**Text excerpt:**

☆ ☆ ☆ ☆ ☆ ☆ ☆

I guess, before we get started, we should address the noisy controversy that surrounded Jonathan Mostow’s World War II submarine like so many exploding depth charges. While pinpoint historical accuracy isn’t exactly an A-1 priority when it comes to a certain kind of war movie, U-571 stepped in a proverbial cowpat when it went ahead with its full-bloodied tale of an American submarine crew fighting for their lives aboard a near-scuttled German U-boat as they battle to capture and deliver an Enigma coding machine.
You see, in 1941, the British crew of the HMS Bulldog managed the same trick seven months before the US even entered the war and a whole three years before the Americans managed to capture one for themselves in a similar fashion. However, that didn’t stop some people seeing the movie as an attempt to, at best, hog all the glory and, at worst, rewrite history and although I’m sure U-571 wasn’t actually an attempt to try either, it didn’t stop it mentioned in – of all places – the House of Commons soon after it release.
However, after stripping all the controversy aside, is U-571 actually a good movie that merely got submerged in all that bad press? Time to take a dive and find out.

After a ocean set scuffle in the middle of the Atlantic, the German U-boat U-571 finds itself crippled and adrift with no mechanics on board who can get its engines fully working again. Sniffing blood in the water after intercepting its distress call, US intelligence immediately throws together to mock up the submarine S-33 to look like a German one and send its bewildered crew out after it in the hope of snagging the Enigma coding device on board.
While the suddenness of the mission has many of the crew rattled, executive officer Lieutenant Tyler is especially at odds with his commanding officer after finding out that he blocked his request to captain his own sub; but any issues that the crew have with one another is rapidly put on the back burner when their mission goes horribly awry. After successful breaching U-571, subduing its crew and scoring the all-important Enigma device, the S-33 is torpedoed by the actual German resupply submarine that it posing as and in the wake of the devastating conflagration, a handful of the surviving Americans find themselves having to escape in the crippled U-571.
For here, things get ever more desperate as the skeleton crew rush to try and get the battered craft vaguely battle ready to limp away in retreat or even turn an fight. But with enemy subs, German destroyers and even a dangerously disruptive prisoner on board standing in their way, Lieutenant Tyler now has the nightmarish opportunity that he has what it takes to lead and make some of the most gut-wrenching decisions he’ll ever have to make.

If you’re one of those people who cant get past the notion that Jonathan Mostow’s sweat and oil covered war time thriller did a massive disservice by not giving credit where credit was due, I totally understand, but if I’m bring honest, realism or accuracy in any genre of movie I sit down and watch has never been particularly high on my list of priorities. To that end, with all the politics shoved to the side, U-571 remains an awesomely edge-of-the-seat experience that mixes the urgency of a classic, men-on-a-mission war movie. In fact the real threat to U-571 isn’t a careless neglect of real-life events, but instead is the fact that it was released a mere five years after Tony Scott’s weighty Crimson Tide, a submarine movie that left quite an insurmountable swell in its impressive wake.

☆ ☆ ☆ ☆ ☆ ☆ ☆

**Listed entries:**
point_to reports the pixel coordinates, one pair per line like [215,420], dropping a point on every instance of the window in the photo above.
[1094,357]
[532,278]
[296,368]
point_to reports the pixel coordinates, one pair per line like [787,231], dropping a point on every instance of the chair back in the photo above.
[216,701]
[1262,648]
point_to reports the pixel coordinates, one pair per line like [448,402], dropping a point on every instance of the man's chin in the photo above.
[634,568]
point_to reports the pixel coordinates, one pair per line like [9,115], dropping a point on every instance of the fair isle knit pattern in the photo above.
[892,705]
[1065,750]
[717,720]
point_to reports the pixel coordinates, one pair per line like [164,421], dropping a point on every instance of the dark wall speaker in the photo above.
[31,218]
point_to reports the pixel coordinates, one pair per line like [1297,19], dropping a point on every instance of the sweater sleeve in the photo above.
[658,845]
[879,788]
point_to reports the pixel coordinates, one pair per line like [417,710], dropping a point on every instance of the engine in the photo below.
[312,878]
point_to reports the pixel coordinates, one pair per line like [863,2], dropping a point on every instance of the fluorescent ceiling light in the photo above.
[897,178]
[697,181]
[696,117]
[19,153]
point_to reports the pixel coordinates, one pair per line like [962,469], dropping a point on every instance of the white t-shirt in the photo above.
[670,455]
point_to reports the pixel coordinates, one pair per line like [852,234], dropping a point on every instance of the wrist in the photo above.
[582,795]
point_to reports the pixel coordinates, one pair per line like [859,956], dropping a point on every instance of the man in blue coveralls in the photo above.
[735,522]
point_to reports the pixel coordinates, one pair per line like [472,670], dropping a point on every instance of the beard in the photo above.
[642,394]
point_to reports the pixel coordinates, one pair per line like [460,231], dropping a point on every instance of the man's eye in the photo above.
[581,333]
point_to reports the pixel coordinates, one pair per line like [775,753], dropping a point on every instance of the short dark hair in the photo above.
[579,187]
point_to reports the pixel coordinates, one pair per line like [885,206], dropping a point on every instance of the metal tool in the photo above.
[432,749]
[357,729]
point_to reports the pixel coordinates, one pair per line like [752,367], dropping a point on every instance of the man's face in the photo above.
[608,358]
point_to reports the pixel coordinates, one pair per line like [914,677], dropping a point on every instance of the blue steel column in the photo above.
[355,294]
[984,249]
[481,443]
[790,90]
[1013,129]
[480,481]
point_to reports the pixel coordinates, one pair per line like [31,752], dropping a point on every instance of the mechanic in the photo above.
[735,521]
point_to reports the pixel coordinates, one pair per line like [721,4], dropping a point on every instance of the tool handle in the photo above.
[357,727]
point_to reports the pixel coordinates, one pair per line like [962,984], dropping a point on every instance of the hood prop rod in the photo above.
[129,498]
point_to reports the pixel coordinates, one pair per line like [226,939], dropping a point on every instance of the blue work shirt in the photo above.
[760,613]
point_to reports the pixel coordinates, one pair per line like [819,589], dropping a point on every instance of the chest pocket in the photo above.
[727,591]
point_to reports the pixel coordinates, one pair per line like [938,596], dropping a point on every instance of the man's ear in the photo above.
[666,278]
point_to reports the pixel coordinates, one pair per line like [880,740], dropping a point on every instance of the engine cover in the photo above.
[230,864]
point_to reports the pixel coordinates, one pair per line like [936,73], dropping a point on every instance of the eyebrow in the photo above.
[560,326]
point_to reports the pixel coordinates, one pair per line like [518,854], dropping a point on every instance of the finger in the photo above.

☆ ☆ ☆ ☆ ☆ ☆ ☆

Please go on with the U-571 review from the point where it stops. The records are separate from the U-571 review.

As a result, Mostow’s movie cant help but follow the beats of the submarine movie playbook and dutifully counts them off one by one. Younger XO desperate to prove himself? Yep, that’s there; as is a couple of instances of underwater warfare where torpedoes are readily launched, clocked and exchanged while everyone screams orders. Elsewhere there’s that stock scene where the craft has to endure unbearable depths while the cast stare at bulkheads as they groan like I do when I have to get out of a particularly comfy sofa. However, the movie’s major set piece is the tried and tested sequence where the sub has to try and withstand a seemingly endless barrage of depth charges that rattle the heroic occupants like they’re beans inside a pair of vigourously shaken maracas – but despite the danger of overfamilarity of the dangers that the cast face, Mostow delivers it all with such grim-faced determination, it can’t help but be ruthlessly thrilling.

It also helps that the cast is made up of actors who mostly (at the time, anyway) wasn’t overly familiar. Sure the predictably doomed captain is played by Bill Paxton, the grizzled CPO is played by a stern Harvey Keitel with an ever sterner moustache and Tyler is played by a typically intense Matthew McConaughey before his noughties descent into romcom hell, but the other cast members are filled out with such recognizable face and forgettable names as Thomas Kretschmann, Jake Weber, David Keith, Jack Noteworthy and *checks notes* Jon Bon Jovi – yes, he goes out in a blaze of glory, in case you were wondering.
With its themes of sacrifice and the notion that to command during war time, you have to be willing to give up the lives of young men who have barely lived, U-571 manages to lay down a noticable barrage of exta layers beyond simply twisting us into knots with some well directed, nail biting action and the movie delivers it’s fair share of haunting death be it one poor soul who drowns while still strapped to a stretcher, another who gets obliterated by flying debris and, most upsetting, a crew member who is ordered to make the ultimate sacrifice on the command of a Tyler who finally understands what it means to lead.

Again, whether you truly believe that the film is an “affront to British sailors” (Tony Blair’s words, not mine), then I totally respect your stance, but in the “it’s only a movie stakes”, U-571 proves to be a cracking, capable nail biter that refuses to let up on its iron-gripped tension until the titular sub disappears beneath the waves for a final time. While its firing tubes may admittedly not be loaded with an abundance of originality, the sheer excitement factor prevents this plucky movie from being entirely torpedoed by its swirling controversy.
Definately not sub-par.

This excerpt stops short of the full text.